INPUT DATA:
========================
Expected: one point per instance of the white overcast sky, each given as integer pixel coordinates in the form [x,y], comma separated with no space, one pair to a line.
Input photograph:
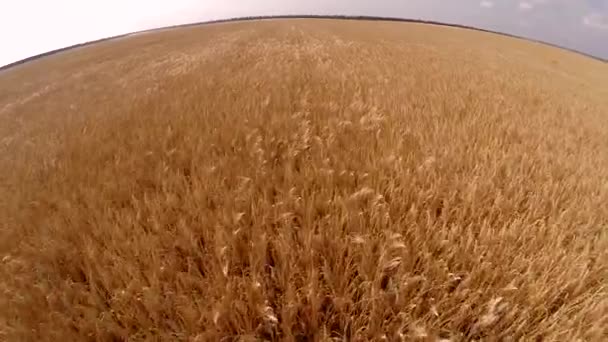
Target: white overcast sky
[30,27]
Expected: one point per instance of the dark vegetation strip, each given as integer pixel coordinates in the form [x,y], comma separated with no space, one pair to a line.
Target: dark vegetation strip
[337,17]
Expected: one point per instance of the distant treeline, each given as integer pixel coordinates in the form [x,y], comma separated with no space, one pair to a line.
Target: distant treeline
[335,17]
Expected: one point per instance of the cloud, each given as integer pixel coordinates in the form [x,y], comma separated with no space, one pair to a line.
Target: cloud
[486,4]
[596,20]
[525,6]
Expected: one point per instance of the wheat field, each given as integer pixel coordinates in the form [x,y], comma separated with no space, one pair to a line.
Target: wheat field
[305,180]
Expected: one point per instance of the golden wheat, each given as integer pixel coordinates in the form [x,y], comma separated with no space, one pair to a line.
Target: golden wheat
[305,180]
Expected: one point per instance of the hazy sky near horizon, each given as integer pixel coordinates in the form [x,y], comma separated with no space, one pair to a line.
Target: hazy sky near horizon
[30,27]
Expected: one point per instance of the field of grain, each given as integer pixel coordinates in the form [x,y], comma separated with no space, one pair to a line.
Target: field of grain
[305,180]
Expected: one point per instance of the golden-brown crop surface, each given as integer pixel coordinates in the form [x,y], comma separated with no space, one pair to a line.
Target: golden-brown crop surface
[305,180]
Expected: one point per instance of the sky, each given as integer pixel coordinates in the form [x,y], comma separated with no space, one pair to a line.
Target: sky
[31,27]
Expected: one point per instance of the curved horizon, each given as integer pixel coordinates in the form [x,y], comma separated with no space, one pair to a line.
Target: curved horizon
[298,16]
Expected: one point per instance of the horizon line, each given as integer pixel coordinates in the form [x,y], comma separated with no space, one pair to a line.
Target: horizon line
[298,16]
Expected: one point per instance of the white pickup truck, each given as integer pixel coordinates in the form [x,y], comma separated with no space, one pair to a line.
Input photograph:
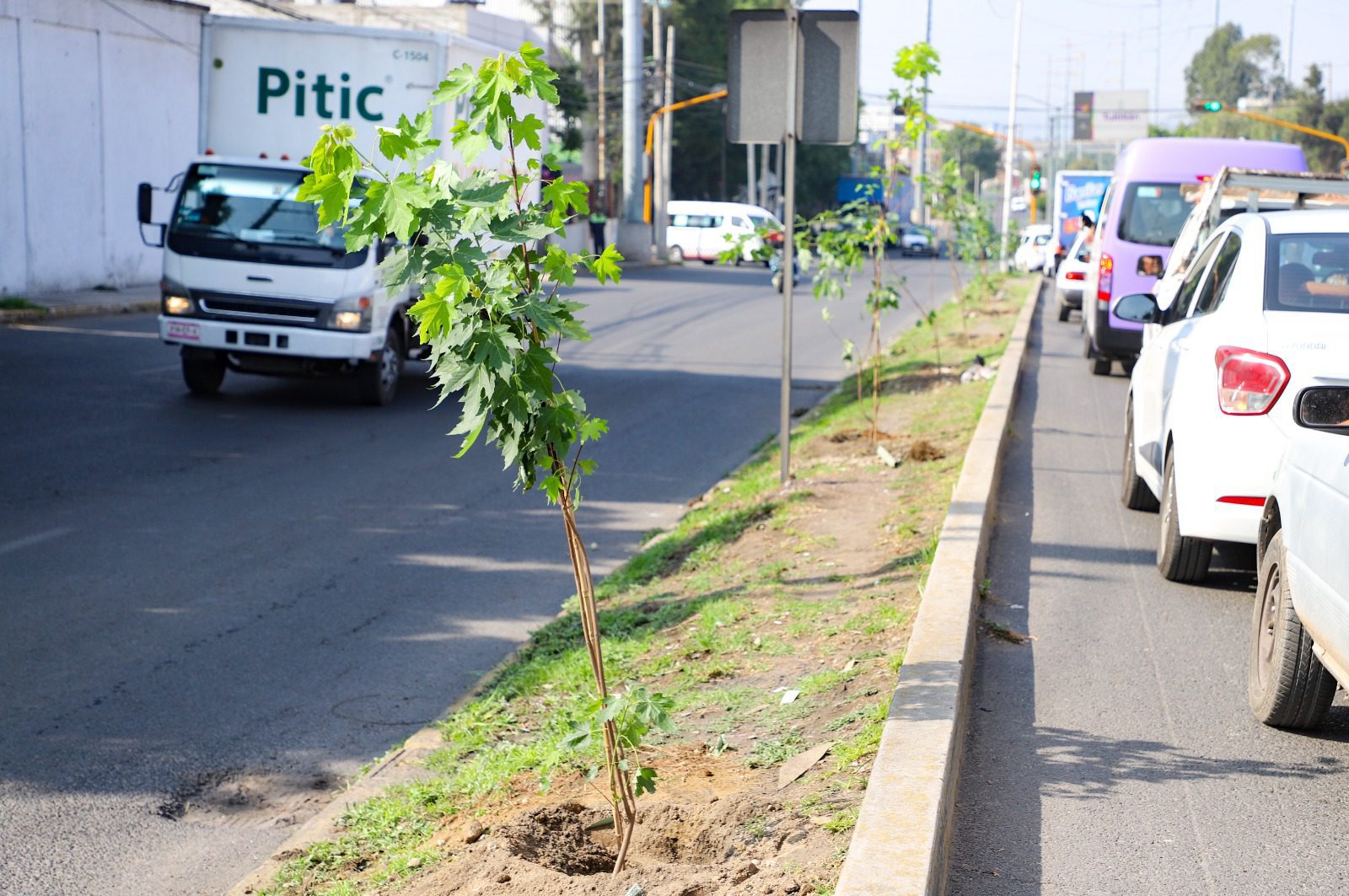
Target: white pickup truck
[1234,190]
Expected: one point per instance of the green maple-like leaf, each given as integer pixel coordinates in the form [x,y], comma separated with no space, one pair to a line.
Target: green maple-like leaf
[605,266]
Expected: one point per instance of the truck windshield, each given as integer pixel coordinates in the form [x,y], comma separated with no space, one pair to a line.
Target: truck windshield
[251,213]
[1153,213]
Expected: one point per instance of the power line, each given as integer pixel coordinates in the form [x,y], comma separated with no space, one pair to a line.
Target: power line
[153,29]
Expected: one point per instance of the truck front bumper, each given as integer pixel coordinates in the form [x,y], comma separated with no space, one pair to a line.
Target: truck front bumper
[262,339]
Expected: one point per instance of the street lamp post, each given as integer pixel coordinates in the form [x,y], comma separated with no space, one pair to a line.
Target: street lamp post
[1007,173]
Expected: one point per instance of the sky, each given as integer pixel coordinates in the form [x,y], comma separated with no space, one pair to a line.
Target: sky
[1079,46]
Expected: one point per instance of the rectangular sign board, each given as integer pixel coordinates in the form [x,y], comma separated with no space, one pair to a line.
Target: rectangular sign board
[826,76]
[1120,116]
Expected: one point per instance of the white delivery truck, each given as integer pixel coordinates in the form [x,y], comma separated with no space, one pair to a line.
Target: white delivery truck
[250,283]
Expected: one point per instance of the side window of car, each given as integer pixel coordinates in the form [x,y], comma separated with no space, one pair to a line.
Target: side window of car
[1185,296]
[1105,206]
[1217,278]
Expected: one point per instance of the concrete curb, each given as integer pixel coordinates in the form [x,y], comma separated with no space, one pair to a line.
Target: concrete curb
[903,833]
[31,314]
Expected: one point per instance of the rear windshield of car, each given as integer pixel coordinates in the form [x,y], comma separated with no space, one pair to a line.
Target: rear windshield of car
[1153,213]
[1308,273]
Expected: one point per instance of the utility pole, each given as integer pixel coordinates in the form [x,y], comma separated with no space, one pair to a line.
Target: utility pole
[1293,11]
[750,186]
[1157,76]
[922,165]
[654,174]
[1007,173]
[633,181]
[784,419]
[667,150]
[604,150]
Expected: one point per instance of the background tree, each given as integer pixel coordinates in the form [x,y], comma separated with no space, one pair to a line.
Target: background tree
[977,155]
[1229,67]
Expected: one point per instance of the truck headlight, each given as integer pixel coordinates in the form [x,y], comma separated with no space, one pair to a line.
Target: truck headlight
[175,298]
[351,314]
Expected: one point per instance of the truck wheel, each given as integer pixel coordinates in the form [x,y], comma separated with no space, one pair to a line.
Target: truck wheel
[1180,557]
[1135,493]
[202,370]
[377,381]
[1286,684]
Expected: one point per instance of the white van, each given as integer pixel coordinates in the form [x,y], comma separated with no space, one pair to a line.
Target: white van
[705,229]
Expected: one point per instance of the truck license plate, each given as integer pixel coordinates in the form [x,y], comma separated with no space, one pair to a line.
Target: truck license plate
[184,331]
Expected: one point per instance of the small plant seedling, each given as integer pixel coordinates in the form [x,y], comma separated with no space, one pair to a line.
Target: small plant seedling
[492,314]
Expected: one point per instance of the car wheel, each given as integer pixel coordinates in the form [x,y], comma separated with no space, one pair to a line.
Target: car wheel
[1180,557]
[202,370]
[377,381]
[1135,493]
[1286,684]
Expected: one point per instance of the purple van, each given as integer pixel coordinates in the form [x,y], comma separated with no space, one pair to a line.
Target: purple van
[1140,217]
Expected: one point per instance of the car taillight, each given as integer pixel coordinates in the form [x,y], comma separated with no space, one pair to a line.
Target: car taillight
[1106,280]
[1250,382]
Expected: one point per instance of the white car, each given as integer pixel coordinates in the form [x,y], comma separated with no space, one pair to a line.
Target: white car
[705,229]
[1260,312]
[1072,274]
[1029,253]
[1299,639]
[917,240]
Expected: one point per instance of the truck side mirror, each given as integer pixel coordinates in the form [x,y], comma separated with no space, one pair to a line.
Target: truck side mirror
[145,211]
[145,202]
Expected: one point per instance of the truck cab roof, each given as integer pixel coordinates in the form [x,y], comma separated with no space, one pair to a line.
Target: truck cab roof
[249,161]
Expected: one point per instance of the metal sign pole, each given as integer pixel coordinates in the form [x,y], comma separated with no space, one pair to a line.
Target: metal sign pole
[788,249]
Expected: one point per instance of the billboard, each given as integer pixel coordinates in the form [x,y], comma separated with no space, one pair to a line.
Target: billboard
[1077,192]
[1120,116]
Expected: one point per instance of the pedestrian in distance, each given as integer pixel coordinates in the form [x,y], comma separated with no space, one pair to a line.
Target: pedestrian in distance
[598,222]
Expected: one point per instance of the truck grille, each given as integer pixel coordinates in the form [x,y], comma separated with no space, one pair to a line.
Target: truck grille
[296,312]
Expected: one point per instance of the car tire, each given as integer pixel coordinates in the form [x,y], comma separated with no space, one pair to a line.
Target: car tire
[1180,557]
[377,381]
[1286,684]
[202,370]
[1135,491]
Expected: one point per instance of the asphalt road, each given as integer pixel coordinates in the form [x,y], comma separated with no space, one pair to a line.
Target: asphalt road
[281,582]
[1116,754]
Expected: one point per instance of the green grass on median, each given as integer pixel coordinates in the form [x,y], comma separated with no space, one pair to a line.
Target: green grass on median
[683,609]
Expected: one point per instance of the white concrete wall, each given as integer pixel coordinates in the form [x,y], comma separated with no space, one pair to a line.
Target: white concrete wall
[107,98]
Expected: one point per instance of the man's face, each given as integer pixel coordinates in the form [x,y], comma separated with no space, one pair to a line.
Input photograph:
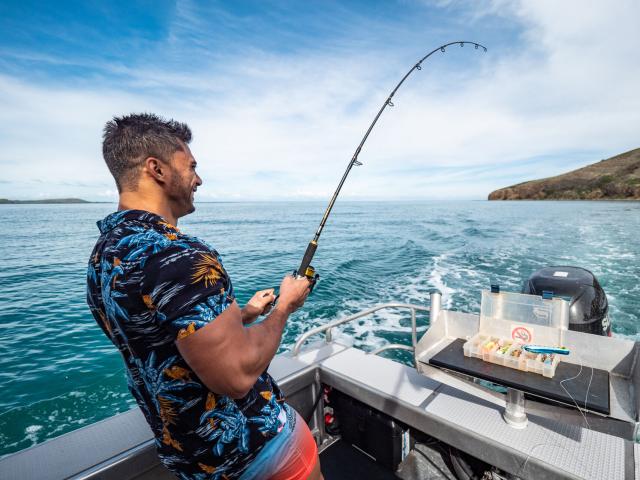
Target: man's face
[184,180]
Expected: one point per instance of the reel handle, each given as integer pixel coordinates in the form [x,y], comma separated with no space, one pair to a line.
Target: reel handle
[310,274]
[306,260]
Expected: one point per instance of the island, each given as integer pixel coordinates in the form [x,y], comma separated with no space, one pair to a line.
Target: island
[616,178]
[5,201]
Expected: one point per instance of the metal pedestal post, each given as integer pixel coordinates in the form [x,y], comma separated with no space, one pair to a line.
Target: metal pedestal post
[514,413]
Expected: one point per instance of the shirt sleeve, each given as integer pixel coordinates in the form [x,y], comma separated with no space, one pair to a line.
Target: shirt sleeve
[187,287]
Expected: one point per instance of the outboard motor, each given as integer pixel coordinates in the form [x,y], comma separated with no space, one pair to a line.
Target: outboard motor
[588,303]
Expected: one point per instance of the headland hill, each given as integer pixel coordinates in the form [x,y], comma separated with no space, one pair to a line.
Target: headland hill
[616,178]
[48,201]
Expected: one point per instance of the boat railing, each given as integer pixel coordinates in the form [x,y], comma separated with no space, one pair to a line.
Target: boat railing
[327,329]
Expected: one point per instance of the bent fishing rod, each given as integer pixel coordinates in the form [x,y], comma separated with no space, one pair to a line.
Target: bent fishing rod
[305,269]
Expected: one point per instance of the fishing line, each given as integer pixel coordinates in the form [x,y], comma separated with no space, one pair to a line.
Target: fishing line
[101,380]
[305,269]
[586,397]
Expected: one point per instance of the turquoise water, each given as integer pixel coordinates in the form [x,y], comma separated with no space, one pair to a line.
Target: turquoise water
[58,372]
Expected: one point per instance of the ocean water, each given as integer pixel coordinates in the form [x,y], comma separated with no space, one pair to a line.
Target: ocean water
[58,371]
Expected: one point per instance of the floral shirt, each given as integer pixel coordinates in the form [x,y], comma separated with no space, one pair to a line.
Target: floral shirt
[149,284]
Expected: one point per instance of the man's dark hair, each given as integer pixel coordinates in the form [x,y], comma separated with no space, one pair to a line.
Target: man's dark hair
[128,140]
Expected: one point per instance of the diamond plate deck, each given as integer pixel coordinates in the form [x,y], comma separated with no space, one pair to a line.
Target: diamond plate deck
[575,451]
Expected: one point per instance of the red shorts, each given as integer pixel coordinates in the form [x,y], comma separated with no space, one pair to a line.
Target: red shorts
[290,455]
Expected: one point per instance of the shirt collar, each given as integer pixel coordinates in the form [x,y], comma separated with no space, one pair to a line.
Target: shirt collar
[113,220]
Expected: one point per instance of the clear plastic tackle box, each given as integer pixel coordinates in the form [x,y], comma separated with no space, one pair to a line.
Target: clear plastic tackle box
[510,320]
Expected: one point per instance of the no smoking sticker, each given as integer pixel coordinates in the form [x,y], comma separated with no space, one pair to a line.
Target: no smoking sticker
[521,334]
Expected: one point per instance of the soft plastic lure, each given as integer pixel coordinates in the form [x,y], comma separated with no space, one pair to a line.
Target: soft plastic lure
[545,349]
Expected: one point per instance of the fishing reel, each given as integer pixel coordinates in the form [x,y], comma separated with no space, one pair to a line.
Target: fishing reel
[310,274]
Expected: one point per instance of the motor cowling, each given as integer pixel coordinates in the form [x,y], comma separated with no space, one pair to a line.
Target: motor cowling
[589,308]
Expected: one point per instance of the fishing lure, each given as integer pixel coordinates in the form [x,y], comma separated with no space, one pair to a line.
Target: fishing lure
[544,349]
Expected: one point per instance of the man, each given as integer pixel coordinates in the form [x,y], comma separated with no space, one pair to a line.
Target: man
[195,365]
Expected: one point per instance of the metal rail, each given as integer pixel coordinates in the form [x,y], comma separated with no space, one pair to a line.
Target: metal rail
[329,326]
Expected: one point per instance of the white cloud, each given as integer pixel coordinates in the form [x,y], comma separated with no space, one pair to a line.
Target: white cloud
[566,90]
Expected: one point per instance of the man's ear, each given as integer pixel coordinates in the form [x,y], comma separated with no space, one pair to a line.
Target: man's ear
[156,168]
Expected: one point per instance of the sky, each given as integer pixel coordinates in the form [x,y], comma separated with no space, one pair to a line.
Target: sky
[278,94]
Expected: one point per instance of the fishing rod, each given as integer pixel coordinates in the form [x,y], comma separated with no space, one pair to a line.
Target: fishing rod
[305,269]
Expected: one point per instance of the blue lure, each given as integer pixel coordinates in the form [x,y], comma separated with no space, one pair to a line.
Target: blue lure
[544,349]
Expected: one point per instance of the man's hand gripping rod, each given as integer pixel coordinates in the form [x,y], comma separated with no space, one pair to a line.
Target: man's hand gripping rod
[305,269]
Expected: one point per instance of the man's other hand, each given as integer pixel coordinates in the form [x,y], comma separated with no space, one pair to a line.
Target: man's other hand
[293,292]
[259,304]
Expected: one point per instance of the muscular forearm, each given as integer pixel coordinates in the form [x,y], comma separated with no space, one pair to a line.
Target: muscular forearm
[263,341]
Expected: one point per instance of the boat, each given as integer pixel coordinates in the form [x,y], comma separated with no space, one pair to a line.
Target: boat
========================
WHAT THIS TASK INVOLVES:
Each line from the one with "Expected: one point per instance of the boat, each" through the last line of the material is to be retyped exactly, and no other line is.

TASK RESPONSE:
Expected: one point per instance of the boat, each given as integer pixel coordinates in the form [x,y], comma separated with no space, one pair to a line.
Target: boat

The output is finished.